- _Work instructions_:
1. Please write out part of the Rust testing passage word for word, starting at the words "#[cfg(test)]" and ending after "ArticleService::new(InMemoryArticleRepo::new())".
2. According to the Rust testing passage, what is the storage error type when R is PostgresArticleRepo?
3. Continue the Rust passage on testing the article service without a database, picking up right after its final line.

- _Provided passage_:
Look at ServiceError<R::Error> — the storage error type flows through the generics. If R is InMemoryArticleRepo, the storage error is Infallible (it can never happen). If R is PostgresArticleRepo, it’s sqlx::Error. The type system tracks this automatically.

Testing Without a Database

This is the real payoff:

#[cfg(test)]
mod tests {
    use super::*;

    fn test_service() -> ArticleService<InMemoryArticleRepo> {
        ArticleService::new(InMemoryArticleRepo::new())
    }

    #[test]
    fn publish_article_validates_title() {
        let mut service = test_service();
        let result = service.publish_article(
            "".into(),
            "a".repeat(200),
            UserId(1),
        );
        assert!(matches!(result, Err(ServiceError::Validation(_))));
    }

    #[test]
    fn publish_article_validates_body_length() {
        let mut service = test_service();
        let result = service.publish_article(
            "Good Title".into(),
            "too short".into(),
            UserId(1),
        );
        assert!(matches!(result, Err(ServiceError::Validation(_))));
    }

    #[test]
    fn publish_and_retrieve_articles() {
        let mut service = test_service();

        let article = service
            .publish_article(
                "Test Article".into(),
                "a".repeat(200),
                UserId(1),
            )

- _Provided information_:
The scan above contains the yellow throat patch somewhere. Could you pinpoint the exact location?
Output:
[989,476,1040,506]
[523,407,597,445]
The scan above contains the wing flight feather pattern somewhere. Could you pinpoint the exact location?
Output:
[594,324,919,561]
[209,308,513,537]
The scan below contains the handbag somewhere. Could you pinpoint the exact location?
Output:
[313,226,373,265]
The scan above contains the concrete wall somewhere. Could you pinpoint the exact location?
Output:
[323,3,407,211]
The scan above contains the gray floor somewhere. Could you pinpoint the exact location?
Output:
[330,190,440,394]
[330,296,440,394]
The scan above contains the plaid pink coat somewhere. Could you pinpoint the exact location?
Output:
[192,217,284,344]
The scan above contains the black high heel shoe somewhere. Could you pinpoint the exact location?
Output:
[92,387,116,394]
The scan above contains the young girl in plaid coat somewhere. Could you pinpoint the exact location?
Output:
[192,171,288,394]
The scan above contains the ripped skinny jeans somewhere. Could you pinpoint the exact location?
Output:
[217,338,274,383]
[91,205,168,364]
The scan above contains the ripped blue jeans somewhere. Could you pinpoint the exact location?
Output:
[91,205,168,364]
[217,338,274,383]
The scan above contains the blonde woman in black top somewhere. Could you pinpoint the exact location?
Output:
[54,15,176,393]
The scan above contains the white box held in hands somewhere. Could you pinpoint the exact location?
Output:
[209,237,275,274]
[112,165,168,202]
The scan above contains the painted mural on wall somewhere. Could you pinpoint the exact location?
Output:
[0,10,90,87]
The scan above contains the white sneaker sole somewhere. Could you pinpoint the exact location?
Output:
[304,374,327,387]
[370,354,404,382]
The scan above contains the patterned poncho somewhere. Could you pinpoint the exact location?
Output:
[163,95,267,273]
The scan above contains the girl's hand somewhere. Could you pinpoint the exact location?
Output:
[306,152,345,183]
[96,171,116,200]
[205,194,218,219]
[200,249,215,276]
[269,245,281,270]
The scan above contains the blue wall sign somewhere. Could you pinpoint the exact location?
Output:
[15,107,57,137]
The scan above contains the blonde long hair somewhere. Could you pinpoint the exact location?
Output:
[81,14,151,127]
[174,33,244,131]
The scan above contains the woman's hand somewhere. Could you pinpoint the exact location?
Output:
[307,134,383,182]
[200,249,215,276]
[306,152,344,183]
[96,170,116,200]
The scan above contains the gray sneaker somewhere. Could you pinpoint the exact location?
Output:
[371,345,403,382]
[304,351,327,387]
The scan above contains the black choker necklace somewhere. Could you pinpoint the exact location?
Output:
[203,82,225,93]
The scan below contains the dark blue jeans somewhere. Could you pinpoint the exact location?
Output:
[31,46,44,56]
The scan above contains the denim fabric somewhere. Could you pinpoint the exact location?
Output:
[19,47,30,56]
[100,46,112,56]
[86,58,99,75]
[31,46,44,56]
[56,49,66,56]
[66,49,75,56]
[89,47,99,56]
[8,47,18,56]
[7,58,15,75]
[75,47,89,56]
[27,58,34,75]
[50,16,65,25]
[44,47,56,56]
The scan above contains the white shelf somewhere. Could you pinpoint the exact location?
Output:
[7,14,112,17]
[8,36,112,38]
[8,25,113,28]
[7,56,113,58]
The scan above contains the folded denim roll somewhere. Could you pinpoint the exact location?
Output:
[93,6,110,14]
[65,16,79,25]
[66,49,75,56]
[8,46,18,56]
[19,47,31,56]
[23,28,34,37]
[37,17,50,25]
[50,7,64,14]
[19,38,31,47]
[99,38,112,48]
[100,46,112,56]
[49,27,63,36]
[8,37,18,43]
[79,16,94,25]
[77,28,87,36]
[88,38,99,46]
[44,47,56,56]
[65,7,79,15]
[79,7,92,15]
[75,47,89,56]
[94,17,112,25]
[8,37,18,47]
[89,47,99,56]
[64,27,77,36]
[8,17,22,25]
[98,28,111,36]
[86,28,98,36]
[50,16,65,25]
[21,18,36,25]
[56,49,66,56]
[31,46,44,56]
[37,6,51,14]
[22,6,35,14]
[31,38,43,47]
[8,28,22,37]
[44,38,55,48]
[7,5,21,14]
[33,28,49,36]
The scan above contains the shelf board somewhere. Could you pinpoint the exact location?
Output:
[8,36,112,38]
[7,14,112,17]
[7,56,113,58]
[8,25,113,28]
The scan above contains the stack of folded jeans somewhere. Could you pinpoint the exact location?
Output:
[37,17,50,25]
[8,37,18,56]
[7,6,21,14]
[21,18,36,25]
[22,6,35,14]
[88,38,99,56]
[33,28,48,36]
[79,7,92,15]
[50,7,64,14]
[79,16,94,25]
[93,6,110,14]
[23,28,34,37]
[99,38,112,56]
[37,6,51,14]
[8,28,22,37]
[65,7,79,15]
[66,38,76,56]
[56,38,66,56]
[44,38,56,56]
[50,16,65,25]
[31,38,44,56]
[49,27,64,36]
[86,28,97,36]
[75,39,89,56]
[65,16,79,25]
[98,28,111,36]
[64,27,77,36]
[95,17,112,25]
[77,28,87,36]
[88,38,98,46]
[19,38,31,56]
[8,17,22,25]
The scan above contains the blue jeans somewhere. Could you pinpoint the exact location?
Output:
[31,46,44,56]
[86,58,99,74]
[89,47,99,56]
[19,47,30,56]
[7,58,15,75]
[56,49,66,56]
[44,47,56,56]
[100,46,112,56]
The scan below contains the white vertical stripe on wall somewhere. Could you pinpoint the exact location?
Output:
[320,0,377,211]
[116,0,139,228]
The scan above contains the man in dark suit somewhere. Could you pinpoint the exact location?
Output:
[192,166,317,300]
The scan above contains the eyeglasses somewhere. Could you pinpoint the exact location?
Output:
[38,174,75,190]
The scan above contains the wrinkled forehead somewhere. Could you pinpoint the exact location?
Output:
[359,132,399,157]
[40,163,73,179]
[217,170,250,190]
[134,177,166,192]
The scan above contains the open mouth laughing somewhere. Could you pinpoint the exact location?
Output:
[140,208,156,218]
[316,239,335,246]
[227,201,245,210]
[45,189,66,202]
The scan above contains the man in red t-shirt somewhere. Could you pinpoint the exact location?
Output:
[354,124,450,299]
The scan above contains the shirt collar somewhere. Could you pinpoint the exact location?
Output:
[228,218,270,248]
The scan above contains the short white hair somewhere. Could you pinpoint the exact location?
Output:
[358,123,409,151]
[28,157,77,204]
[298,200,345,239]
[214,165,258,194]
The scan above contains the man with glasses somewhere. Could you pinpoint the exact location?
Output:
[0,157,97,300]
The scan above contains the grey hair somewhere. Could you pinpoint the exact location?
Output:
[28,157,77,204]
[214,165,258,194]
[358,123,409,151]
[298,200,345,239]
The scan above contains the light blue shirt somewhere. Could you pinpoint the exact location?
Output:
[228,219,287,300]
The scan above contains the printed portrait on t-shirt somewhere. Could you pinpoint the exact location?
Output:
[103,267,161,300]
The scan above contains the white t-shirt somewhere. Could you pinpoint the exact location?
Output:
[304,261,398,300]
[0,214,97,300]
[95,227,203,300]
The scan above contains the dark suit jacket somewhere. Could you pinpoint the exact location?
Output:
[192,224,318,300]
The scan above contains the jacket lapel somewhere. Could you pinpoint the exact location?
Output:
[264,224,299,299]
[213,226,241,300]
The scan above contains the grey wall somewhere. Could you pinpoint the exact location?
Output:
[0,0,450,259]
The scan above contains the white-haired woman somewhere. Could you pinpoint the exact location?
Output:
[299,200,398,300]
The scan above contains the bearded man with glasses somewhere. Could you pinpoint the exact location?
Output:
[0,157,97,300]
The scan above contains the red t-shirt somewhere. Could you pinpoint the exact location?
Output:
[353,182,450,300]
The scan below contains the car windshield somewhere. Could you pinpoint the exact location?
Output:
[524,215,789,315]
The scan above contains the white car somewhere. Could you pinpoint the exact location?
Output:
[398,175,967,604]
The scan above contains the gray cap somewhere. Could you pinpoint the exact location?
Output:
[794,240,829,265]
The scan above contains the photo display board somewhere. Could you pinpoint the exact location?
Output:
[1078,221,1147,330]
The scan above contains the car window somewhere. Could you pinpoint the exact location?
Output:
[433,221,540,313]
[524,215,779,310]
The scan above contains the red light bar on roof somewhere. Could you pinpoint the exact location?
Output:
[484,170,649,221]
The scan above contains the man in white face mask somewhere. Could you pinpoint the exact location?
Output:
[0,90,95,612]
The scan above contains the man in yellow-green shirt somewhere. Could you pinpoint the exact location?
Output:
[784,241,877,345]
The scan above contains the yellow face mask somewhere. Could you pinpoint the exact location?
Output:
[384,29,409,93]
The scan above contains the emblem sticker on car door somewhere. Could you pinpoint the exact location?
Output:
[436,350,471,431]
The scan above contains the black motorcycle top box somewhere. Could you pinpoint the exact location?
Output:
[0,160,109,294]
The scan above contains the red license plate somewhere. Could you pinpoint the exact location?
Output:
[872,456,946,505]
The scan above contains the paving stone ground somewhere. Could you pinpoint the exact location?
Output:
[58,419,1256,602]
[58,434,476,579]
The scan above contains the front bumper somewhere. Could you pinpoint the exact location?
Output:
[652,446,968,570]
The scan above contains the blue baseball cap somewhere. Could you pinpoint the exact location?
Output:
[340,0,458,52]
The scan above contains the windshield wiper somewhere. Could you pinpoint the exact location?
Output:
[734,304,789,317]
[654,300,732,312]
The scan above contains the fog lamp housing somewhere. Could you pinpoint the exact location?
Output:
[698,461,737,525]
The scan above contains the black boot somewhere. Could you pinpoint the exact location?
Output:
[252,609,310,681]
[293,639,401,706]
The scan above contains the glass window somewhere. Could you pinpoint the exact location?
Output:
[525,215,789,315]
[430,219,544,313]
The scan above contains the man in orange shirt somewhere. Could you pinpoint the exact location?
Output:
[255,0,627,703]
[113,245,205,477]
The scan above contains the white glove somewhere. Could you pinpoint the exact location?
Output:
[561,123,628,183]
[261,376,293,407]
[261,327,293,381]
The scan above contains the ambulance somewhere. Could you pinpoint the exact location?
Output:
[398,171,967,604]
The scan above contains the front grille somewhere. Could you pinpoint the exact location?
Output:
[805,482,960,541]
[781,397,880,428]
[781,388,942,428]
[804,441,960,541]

- _Results for each task_:
1.
#[cfg(test)]
mod tests {
    use super::*;

    fn test_service() -> ArticleService<InMemoryArticleRepo> {
        ArticleService::new(InMemoryArticleRepo::new())

2. sqlx::Error

3.
            .unwrap();

        assert!(article.published);

        let articles = service.get_published_by_author(UserId(1)).unwrap();
        assert_eq!(articles.len(), 1);
        assert_eq!(articles[0].title, "Test Article");

        // Different author — should return empty
        let articles = service.get_published_by_author(UserId(2)).unwrap();
        assert!(articles.is_empty());
    }
}

These tests run in milliseconds. No Docker. No database migrations. No test data cleanup. The in-memory repo is created fresh for each test. You’re testing your business logic, not your database driver.

Dynamic Dispatch Alternative

When you need to swap implementations at runtime — like reading a config flag — use trait objects:

pub struct DynamicArticleService {
    repo: Box<dyn ArticleRepository<Error = Box<dyn std::error::Error>>>,
}

But honestly? In most applications, you know at startup time which database you’re using. Generics give you zero overhead and better type errors. Reserve dyn for plugin architectures or truly polymorphic use cases.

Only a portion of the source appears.